**Directions:** Rewrite the entries from the line containing "snow -> outlines" through the end of the entries, replacing "vertices" with "corner points" and leaving everything else unchanged.

## Begin Dataset content

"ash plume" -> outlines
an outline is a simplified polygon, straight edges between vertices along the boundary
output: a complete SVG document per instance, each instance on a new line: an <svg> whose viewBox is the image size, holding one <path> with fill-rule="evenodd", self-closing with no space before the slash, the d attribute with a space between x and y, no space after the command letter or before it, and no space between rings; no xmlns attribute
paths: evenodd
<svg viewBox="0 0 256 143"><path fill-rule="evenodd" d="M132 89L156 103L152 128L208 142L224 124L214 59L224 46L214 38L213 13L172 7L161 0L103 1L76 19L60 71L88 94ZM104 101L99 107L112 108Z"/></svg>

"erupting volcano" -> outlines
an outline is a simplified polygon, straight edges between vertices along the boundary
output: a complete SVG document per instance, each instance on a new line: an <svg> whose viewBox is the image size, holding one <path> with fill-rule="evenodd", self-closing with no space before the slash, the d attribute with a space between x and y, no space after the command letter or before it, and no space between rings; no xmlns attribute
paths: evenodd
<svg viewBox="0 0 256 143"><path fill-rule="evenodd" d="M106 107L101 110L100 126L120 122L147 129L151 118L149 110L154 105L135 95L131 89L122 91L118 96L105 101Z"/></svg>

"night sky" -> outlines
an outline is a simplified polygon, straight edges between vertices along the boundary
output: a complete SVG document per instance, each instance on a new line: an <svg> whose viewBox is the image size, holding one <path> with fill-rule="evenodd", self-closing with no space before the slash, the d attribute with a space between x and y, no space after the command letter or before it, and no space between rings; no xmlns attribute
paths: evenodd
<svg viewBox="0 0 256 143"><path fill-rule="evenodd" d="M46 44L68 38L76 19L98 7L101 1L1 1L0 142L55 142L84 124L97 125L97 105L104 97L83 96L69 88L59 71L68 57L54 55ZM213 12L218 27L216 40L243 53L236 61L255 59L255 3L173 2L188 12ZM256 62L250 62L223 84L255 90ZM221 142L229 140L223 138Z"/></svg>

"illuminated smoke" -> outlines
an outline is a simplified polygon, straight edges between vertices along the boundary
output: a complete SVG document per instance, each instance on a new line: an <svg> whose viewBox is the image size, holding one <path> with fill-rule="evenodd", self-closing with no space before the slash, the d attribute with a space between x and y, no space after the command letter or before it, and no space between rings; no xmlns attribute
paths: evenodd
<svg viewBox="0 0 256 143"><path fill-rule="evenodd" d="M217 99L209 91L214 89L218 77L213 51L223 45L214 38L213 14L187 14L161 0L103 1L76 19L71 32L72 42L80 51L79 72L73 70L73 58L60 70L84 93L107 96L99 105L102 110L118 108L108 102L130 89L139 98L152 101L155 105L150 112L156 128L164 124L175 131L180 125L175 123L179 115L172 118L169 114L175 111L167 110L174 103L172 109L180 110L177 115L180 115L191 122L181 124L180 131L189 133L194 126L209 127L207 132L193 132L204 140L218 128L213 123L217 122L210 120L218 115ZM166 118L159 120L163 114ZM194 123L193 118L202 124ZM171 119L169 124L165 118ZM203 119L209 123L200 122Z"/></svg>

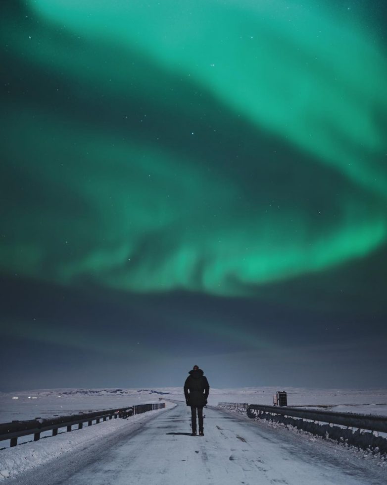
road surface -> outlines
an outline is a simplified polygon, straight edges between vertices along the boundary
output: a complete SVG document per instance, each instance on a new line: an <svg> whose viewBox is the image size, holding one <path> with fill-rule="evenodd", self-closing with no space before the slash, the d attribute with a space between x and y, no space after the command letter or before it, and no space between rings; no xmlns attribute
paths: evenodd
<svg viewBox="0 0 387 485"><path fill-rule="evenodd" d="M353 451L204 408L190 435L179 403L134 432L109 436L17 479L18 485L385 485L387 470ZM130 419L130 418L129 418ZM50 439L50 438L48 438ZM53 438L52 438L53 439ZM371 460L373 459L371 459ZM374 460L375 461L375 460Z"/></svg>

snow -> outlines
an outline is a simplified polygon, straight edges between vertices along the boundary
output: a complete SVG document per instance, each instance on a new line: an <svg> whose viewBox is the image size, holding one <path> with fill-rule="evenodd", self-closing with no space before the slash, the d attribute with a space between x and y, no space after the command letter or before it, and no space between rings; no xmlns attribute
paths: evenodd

## End Dataset content

**Correct answer:**
snow -> outlines
an outline is a simplified polygon, straight edges between corner points along the boundary
output: a complete SVG document per instance, each instance on a new line: an <svg> whose viewBox is the image size, holding one <path> with fill-rule="evenodd", self-closing with no space before the slash, the d attribute with a space between x and y, no space after the command letter or before it, and no space between rings; no xmlns attribute
paths: evenodd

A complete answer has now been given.